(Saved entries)
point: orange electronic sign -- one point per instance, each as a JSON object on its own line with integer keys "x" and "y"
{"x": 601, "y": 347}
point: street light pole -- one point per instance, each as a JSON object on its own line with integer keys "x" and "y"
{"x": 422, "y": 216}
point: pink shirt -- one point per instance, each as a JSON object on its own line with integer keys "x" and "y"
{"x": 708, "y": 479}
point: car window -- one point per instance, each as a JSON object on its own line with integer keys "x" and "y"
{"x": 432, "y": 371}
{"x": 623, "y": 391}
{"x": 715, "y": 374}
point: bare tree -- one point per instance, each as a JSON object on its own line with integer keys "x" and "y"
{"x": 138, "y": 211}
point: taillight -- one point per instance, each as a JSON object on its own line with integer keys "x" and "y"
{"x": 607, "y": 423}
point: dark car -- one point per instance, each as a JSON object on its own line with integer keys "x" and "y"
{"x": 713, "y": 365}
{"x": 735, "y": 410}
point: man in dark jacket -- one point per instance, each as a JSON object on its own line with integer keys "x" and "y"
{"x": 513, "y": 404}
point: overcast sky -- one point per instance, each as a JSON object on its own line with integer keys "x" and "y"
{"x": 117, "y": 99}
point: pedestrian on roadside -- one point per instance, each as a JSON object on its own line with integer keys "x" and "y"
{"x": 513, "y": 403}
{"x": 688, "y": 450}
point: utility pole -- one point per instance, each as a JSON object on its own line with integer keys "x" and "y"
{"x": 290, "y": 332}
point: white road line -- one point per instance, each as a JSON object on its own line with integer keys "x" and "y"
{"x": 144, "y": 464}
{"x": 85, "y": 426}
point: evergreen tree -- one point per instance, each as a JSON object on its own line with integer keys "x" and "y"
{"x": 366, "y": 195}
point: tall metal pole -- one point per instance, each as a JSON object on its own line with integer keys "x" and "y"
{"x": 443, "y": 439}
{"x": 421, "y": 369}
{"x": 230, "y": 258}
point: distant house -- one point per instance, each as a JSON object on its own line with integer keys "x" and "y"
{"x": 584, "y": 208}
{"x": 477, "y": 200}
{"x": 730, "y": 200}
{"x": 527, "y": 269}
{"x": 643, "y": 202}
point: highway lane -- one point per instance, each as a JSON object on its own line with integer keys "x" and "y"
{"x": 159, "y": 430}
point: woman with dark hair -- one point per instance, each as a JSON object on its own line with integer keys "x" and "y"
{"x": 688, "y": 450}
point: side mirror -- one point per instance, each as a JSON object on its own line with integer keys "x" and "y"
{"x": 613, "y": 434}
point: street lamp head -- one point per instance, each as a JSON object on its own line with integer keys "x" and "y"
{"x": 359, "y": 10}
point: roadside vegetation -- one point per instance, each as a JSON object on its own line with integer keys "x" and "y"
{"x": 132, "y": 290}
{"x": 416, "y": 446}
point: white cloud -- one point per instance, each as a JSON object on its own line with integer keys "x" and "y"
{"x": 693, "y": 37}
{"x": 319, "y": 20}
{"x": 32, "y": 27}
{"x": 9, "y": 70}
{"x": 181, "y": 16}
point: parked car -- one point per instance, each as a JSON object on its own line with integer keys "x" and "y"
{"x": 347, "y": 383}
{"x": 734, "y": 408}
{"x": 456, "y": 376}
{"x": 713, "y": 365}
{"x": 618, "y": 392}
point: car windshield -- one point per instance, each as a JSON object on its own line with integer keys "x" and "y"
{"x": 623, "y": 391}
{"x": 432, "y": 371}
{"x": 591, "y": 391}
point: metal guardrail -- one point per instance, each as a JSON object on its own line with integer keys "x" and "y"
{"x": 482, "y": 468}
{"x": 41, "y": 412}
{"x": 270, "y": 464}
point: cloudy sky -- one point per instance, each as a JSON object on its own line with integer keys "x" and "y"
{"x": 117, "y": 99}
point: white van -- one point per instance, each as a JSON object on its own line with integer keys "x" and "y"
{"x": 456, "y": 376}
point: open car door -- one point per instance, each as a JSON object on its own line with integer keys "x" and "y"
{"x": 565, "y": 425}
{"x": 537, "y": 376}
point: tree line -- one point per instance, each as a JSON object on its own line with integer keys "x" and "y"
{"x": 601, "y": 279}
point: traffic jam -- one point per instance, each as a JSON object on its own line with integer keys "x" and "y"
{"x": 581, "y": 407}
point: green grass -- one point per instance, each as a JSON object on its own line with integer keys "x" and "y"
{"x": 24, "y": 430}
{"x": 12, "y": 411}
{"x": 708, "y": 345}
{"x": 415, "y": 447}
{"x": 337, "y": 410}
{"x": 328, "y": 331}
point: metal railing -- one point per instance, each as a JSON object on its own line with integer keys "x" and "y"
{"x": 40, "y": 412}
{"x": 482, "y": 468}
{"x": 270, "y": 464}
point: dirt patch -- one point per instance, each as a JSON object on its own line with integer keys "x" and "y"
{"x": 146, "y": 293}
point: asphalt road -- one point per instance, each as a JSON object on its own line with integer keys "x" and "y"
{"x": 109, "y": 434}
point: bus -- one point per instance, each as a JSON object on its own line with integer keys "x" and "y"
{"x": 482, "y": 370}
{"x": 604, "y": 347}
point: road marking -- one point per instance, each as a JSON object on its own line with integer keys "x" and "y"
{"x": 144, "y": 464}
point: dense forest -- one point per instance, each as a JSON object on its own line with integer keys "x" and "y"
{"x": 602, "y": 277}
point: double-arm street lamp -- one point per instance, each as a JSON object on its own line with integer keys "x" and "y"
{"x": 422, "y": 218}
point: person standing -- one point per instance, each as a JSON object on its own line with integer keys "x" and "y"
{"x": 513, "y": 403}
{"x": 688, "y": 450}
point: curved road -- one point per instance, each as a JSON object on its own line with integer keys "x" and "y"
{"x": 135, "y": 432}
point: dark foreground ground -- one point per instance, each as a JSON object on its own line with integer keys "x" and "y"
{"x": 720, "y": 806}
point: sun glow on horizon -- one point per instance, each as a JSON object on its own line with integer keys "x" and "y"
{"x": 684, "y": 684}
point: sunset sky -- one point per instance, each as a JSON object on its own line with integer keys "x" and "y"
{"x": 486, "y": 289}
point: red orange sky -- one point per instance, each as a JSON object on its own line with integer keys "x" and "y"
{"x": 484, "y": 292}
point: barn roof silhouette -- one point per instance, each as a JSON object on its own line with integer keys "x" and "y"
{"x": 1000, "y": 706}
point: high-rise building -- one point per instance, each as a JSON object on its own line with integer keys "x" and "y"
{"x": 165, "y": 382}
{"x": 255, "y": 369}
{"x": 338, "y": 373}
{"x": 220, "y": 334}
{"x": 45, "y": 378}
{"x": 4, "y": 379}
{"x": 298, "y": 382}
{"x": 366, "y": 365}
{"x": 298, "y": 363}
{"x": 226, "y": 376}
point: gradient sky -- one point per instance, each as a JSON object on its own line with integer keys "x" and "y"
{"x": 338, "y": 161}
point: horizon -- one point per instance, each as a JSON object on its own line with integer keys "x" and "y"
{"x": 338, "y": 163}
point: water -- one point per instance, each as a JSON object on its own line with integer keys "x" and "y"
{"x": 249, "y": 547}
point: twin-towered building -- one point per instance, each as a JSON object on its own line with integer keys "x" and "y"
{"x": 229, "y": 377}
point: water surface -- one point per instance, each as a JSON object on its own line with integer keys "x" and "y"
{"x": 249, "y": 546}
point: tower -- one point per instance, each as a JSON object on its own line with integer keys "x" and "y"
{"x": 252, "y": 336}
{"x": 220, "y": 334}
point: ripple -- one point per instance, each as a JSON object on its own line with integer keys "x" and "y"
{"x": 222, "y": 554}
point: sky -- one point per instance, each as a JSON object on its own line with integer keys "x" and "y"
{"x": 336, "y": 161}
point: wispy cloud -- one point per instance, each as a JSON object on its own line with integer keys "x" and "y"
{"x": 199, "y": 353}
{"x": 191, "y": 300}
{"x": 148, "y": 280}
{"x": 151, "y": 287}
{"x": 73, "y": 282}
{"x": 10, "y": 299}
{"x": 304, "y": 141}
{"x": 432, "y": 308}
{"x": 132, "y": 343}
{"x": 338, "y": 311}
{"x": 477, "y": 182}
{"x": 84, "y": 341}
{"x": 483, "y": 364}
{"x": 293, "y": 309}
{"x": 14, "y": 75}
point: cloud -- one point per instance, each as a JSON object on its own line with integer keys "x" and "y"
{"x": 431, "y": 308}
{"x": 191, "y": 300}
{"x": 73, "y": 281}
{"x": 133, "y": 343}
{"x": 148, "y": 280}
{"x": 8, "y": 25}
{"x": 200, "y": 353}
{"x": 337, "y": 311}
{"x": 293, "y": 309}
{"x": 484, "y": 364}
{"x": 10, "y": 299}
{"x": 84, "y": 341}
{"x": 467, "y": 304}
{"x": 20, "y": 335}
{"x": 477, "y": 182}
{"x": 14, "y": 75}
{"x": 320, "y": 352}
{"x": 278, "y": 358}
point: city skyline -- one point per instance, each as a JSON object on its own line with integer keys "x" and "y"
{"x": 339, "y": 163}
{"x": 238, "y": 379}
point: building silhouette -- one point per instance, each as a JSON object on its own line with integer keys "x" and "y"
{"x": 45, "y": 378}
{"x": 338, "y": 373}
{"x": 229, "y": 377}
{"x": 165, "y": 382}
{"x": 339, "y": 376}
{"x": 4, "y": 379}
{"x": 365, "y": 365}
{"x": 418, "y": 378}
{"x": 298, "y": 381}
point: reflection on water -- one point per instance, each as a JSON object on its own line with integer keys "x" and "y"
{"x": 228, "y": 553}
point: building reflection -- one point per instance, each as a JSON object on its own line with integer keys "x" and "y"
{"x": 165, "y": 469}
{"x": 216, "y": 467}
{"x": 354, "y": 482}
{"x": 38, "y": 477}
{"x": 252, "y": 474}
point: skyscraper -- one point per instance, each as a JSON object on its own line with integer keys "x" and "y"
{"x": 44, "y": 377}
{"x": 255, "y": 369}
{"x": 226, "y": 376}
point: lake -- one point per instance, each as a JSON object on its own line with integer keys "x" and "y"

**Aim of the task:** Reproduce nothing but the lines from the line containing "point: building reflection" to the last line of the data, each exactly as written.

**Output for this exercise:**
point: building reflection -- one point per instance, each as a JSON object on its own line with integer keys "x" and "y"
{"x": 165, "y": 469}
{"x": 216, "y": 467}
{"x": 354, "y": 482}
{"x": 38, "y": 477}
{"x": 252, "y": 474}
point: skyscraper -- one point per instance, each as a JSON object on its own line with integer keys "x" and "y"
{"x": 44, "y": 377}
{"x": 255, "y": 369}
{"x": 226, "y": 376}
point: lake -- one point per instance, each as a JSON object on its own line with integer keys "x" and "y"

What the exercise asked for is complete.